▸ **EXERCISE GOAL**: Output, word for word, the part of the ellipse text that begins with "For such an" and stops after "Useful formulae...".

▸ **TEXT SECTION**:
This equation makes is clear that the condition $e=0$ means $r=b$, a constant, and thus a circle.

Figure 2. Ellipse centered at origin.

In discussing orbital mechanics, it is useful to have the equation for an ellipse centered at one of the foci. To do this, we would only have to take equation \ref{eellxy} and translate by $x\to x-f$. After some algebra, we would get the equation: $$r = \frac{a(1-e^2)}{1\pm e\cos\theta}\label{eellrtf}$$ where now $\theta$ is the angle between the major axis and a point on the ellipse relative to one of the foci as in figure 3 below. The $\pm$ sign mean tells you which foci is at the origin: "$+$" means that $r$ is minimal at $\theta=0$, so the origin coincides with the focus on the right, and "$-$" sign in the denominator means that the origin coincides with the focus on the left. The figure below would correspond to having $1-e\cos\theta$ in the denominator for equation $\ref{eellrtf}$, where the origin coincides with the focus on the left.

Figure 3. Ellipse centered at one of the focal points.
For such an ellipse, the distance from the origin to the intersection of the ellipse with the $x$-axis for $x>0$ (on the far right) is called the apicenter, and the other intersection (smaller distance) the pericenter. Those distances $r_a$ and $r_p$ can be written as $r_a = a + f$ and $r_p = a - f$. Using the definition for the eccentricity $e$, we can write $$r_a = a(1+e)\label{era}$$ $$r_p = a(1-e)\label{erp}$$ This will come in handy below.
Useful formulae...
 Equation of ellipse centered at origin $\frac{x^2}{a^2} + \frac{y^2}{b^2} = 1$ Equation of ellipse centered at focus $f$ $\frac{(x-f)^2}{a^2} + \frac{y^2}{b^2} = 1$ Definition of focal point $f^2 = a^2 - b^2$ Definition of eccentricity $e=f/a$ $a$, $b$, and $e$ $(b/a)^2 = 1-e^2$ $r(\theta)$ for ellipse centered at origin $r = \frac{b}{\sqrt{1-e^2\cos^2\theta}}=a\sqrt{\frac{1-e^2}{1-e^2\cos^2\theta}}$ $r(\theta)$ for ellipse centered at focal point $r = \frac{a(1-e^2)}{1\pm e\cos\theta}$ $r_a$ (apicenter) and $r_p$ (pericenter) $r_a = a(1+e)$ and $r_p = a(1-e)$

## An Introduction to Orbits

The equations of motion for a satellite orbiting around the earth, we can use Cartesian coordinates, but as we will see later, it's more convenient to describe the motion using $r,\theta,z$: motion in the $r\theta$ plane and motion in the $z$ direction perpendicular to the plane.

▸ **GIVEN DATA**:

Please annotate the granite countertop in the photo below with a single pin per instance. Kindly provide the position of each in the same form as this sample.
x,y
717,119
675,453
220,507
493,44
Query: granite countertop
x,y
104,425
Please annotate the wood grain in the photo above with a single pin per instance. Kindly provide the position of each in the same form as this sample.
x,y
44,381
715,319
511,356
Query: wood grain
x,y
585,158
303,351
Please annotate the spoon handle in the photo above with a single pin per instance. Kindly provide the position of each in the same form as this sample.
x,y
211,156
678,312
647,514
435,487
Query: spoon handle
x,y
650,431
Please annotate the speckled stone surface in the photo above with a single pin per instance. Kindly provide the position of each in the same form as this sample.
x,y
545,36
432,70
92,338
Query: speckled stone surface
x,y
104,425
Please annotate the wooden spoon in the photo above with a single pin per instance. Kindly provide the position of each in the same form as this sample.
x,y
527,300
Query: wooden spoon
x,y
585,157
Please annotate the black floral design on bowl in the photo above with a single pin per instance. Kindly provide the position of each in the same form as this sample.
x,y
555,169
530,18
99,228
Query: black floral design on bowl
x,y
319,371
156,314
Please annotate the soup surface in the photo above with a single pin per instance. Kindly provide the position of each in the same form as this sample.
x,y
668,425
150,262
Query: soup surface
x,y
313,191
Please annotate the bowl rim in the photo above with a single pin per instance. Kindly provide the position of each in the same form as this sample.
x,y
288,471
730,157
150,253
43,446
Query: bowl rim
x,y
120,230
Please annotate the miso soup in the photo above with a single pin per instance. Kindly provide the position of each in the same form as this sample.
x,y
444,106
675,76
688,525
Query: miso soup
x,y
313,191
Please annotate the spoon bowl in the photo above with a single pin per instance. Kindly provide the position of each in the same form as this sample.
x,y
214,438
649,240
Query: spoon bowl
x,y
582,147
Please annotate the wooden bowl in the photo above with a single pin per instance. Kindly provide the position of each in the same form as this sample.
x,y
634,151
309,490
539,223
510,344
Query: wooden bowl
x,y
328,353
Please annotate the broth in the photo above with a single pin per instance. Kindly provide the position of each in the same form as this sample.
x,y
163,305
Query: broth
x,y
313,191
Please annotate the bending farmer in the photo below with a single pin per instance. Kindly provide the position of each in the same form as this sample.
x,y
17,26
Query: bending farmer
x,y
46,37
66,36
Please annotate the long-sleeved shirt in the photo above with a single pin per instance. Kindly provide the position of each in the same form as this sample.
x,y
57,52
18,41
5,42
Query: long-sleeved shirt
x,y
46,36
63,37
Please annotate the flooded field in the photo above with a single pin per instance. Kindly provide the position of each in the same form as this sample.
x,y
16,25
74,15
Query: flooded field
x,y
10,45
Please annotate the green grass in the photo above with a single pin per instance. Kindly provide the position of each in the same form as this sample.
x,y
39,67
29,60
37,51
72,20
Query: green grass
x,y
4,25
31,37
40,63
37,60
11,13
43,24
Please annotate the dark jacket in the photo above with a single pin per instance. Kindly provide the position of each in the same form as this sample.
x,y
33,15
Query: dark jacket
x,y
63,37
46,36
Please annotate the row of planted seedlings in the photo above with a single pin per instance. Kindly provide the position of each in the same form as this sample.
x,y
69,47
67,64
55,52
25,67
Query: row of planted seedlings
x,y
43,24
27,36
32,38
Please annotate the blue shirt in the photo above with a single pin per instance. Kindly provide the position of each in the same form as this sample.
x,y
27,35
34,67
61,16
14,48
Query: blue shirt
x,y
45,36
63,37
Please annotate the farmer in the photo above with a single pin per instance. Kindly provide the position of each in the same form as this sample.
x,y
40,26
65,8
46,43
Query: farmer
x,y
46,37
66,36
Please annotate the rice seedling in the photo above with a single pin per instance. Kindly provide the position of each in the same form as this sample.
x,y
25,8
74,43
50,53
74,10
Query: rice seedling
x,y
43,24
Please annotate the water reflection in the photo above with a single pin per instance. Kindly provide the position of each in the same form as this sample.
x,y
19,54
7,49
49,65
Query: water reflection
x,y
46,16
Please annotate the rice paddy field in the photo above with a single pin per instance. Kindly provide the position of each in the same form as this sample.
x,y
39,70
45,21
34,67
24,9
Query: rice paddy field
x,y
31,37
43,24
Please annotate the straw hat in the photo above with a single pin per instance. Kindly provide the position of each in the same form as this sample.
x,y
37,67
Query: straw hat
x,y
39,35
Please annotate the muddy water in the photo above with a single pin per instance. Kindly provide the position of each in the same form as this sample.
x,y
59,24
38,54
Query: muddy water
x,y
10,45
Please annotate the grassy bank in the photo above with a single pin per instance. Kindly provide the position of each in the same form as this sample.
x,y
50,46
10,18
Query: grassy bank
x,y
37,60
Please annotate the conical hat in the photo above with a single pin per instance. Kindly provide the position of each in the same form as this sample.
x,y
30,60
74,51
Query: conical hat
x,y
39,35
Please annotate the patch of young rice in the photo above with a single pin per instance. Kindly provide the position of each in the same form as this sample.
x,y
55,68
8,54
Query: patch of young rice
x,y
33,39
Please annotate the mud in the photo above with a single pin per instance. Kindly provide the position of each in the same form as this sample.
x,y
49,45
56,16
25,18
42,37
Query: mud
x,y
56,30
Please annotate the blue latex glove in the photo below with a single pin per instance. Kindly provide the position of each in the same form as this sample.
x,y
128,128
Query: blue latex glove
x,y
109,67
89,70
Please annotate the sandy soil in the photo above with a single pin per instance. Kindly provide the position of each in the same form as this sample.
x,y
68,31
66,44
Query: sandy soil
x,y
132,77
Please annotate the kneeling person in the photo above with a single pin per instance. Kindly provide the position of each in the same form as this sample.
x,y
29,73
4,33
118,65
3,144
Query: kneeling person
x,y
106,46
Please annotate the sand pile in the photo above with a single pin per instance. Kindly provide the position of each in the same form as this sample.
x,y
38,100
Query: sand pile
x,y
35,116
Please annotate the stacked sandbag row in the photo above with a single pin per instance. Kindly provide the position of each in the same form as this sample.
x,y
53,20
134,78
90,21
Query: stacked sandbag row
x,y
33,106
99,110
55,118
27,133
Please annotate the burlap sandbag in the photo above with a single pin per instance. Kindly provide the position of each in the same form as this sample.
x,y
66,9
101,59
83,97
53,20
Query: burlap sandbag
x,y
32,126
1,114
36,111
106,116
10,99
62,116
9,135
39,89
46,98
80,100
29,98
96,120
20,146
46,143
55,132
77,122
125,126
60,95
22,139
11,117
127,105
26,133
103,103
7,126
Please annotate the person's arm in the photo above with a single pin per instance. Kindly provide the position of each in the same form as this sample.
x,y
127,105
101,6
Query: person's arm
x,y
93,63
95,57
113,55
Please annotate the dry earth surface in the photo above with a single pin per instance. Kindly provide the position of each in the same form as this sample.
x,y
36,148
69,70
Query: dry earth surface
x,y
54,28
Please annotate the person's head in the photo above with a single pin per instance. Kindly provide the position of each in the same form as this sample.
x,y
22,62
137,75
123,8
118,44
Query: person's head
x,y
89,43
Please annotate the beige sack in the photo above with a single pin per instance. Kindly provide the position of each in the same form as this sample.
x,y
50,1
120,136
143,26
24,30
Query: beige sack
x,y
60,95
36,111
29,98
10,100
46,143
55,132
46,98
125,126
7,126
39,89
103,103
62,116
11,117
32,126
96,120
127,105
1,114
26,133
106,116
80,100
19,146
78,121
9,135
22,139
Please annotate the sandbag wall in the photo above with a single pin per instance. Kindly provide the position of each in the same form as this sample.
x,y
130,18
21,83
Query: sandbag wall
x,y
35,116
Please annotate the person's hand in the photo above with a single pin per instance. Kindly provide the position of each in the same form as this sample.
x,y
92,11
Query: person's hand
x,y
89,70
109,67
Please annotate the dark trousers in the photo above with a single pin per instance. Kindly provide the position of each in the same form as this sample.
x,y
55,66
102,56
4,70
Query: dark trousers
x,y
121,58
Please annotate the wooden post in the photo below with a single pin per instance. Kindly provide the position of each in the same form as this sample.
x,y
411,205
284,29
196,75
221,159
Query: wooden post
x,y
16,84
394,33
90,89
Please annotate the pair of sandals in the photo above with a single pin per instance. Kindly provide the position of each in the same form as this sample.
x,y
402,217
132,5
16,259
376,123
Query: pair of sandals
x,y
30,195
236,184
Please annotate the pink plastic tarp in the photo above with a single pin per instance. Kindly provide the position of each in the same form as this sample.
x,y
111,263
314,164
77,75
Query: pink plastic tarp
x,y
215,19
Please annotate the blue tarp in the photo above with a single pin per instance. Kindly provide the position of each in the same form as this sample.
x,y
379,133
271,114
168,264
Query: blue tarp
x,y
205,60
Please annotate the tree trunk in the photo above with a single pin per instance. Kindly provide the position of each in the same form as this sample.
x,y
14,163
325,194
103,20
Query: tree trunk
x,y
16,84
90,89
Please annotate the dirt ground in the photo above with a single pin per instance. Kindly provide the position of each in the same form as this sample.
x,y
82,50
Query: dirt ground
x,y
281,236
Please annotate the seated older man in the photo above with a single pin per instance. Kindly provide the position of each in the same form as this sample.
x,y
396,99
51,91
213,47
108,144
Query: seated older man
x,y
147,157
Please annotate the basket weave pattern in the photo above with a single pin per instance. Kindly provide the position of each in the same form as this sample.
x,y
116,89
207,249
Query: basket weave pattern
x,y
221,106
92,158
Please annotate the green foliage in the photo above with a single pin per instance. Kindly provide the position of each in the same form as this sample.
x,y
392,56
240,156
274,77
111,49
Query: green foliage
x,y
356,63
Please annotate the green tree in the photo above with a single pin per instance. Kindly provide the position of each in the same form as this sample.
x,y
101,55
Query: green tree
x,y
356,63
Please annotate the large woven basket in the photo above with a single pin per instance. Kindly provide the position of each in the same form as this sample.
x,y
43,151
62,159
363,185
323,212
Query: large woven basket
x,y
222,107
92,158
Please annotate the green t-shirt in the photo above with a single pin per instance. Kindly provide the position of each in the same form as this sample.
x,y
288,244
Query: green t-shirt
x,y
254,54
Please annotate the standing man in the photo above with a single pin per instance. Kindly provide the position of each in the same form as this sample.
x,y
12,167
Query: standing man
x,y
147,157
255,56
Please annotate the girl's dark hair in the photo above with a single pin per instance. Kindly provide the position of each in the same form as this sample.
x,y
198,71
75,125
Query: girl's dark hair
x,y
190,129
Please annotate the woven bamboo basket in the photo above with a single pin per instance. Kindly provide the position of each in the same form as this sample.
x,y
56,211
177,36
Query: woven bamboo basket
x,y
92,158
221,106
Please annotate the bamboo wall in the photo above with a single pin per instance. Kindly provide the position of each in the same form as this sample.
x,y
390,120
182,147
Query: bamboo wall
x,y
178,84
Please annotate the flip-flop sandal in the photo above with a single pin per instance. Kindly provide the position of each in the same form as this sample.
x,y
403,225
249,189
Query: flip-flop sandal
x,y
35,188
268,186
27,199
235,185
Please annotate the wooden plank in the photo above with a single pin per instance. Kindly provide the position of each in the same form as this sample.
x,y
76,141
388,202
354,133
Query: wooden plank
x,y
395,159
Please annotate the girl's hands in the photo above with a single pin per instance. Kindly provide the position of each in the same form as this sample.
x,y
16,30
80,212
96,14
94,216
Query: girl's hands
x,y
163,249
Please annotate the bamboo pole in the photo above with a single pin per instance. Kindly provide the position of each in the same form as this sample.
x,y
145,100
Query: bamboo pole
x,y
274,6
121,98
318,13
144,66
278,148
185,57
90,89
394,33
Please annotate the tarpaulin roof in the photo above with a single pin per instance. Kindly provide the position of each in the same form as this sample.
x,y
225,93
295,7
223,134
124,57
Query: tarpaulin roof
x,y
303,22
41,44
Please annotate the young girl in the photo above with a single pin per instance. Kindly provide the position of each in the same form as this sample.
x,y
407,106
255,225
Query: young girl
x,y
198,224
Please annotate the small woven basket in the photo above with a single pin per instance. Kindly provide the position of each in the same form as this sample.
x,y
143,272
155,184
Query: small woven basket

▸ **WRITTEN REPLY**:
For such an ellipse, the distance from the origin to the intersection of the ellipse with the $x$-axis for $x>0$ (on the far right) is called the apicenter, and the other intersection (smaller distance) the pericenter. Those distances $r_a$ and $r_p$ can be written as $r_a = a + f$ and $r_p = a - f$. Using the definition for the eccentricity $e$, we can write $$r_a = a(1+e)\label{era}$$ $$r_p = a(1-e)\label{erp}$$ This will come in handy below.
Useful formulae...